▶ [GIVEN INSTRUCTION A] Count the lines of the records that contain the string "bowl", treating case as significant, and reply with the number only.

▶ [SOURCE EXCERPT]
[<prev] [next>] [<thread-prev] [thread-next>] [day] [month] [year] [list]
Message-ID: <ZRFp3EO2JUXtK6XB@gmail.com>
Date: Mon, 25 Sep 2023 13:07:08 +0200
From: Ingo Molnar <mingo@...nel.org>
To: kernel test robot <oliver.sang@...el.com>,
Mel Gorman <mgorman@...hsingularity.net>,
Peter Zijlstra <peterz@...radead.org>
Cc: oe-lkp@...ts.linux.dev, lkp@...el.com,
linux-kernel@...r.kernel.org, ying.huang@...el.com,
feng.tang@...el.com, fengwei.yin@...el.com,
aubrey.li@...ux.intel.com, yu.c.chen@...el.com,
Mike Galbraith <efault@....de>,
K Prateek Nayak <kprateek.nayak@....com>,
"Peter Zijlstra (Intel)" <peterz@...radead.org>,
linux-tip-commits@...r.kernel.org, x86@...nel.org,
Gautham Shenoy <gautham.shenoy@....com>
Subject: Re: [PATCH] sched/fair: Do not wakeup-preempt same-prio SCHED_OTHER
tasks
* kernel test robot <oliver.sang@...el.com> wrote:
> Hello,
>
> kernel test robot noticed a -19.0% regression of stress-ng.filename.ops_per_sec on:
Thanks for the testing, this is useful!

▶ [EXERCISE MATERIALS]
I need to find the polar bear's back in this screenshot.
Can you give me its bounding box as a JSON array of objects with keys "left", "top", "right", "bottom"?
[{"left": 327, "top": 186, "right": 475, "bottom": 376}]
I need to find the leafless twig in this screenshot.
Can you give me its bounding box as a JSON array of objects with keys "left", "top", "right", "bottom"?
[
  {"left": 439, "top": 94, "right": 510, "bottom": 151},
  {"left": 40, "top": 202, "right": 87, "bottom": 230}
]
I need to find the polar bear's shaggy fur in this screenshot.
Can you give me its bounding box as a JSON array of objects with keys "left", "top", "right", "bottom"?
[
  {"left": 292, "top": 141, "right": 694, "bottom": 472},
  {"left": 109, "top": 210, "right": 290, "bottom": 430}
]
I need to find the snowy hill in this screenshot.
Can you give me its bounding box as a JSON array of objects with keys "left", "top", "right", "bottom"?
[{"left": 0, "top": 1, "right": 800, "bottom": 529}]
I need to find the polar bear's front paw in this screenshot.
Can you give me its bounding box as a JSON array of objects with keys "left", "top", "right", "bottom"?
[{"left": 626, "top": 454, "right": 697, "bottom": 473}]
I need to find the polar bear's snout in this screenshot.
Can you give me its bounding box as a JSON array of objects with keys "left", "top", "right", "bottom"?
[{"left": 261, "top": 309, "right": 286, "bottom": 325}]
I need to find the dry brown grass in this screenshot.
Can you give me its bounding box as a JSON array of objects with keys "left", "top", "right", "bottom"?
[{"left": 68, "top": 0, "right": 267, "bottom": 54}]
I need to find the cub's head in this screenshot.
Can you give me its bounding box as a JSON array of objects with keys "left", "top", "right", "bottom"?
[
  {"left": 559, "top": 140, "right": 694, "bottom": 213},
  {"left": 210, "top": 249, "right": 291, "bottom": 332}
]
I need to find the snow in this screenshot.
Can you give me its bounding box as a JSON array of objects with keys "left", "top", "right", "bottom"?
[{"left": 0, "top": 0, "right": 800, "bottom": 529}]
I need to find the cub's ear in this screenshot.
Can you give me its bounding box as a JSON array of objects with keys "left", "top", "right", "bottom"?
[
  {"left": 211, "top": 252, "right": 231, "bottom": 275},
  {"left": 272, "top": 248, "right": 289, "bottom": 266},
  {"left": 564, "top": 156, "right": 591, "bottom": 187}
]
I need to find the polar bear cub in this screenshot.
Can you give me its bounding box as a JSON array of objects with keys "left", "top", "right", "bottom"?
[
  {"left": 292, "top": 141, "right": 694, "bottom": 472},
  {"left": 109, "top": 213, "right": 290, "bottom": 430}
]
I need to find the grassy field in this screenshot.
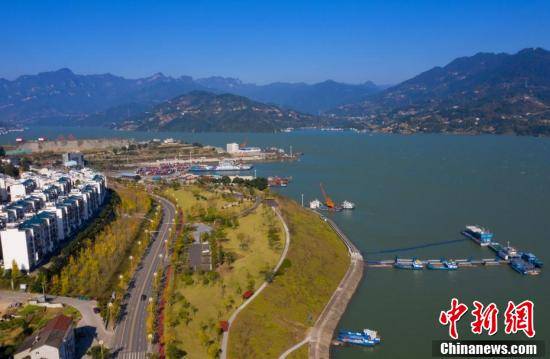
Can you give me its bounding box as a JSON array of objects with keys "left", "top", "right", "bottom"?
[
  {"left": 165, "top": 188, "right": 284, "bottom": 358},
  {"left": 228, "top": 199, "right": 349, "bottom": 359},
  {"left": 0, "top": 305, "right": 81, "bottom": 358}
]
---
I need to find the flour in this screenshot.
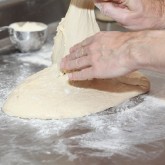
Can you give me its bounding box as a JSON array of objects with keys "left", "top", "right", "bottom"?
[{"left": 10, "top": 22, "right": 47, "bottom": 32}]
---
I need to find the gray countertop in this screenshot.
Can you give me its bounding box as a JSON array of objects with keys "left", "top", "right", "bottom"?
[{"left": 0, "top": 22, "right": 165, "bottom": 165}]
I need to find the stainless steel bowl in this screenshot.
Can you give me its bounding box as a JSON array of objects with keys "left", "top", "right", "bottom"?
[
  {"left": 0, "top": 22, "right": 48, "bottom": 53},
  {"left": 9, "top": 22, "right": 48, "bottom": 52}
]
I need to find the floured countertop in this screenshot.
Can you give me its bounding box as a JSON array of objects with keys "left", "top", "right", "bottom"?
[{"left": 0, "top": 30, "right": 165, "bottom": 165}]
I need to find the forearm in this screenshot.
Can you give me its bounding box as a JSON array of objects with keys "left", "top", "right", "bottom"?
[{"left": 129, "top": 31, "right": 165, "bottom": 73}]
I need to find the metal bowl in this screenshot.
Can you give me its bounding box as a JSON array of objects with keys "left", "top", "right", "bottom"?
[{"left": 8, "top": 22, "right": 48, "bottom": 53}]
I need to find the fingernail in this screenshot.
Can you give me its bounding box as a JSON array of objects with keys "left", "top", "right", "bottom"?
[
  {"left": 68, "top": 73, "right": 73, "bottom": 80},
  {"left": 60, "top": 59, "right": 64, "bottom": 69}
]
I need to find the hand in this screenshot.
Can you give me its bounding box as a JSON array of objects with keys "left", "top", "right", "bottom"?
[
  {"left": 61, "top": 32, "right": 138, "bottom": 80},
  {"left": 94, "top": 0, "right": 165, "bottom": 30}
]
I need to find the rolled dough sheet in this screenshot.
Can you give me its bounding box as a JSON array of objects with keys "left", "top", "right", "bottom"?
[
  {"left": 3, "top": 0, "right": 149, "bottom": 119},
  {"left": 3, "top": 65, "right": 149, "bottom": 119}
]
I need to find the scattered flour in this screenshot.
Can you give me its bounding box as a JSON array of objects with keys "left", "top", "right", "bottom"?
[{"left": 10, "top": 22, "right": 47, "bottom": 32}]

▶ [GIVEN INSTRUCTION B]
Answer these from the mailing-list message:
(i) On what date was the message sent?
(ii) What percentage regression did the kernel test robot notice, and in which metric?
(iii) Who is the last person named in the Cc list?

▶ [WORKED SOLUTION A] 2

▶ [WORKED SOLUTION B]
(i) Mon, 25 Sep 2023
(ii) -19.0%, in stress-ng.filename.ops_per_sec
(iii) Gautham Shenoy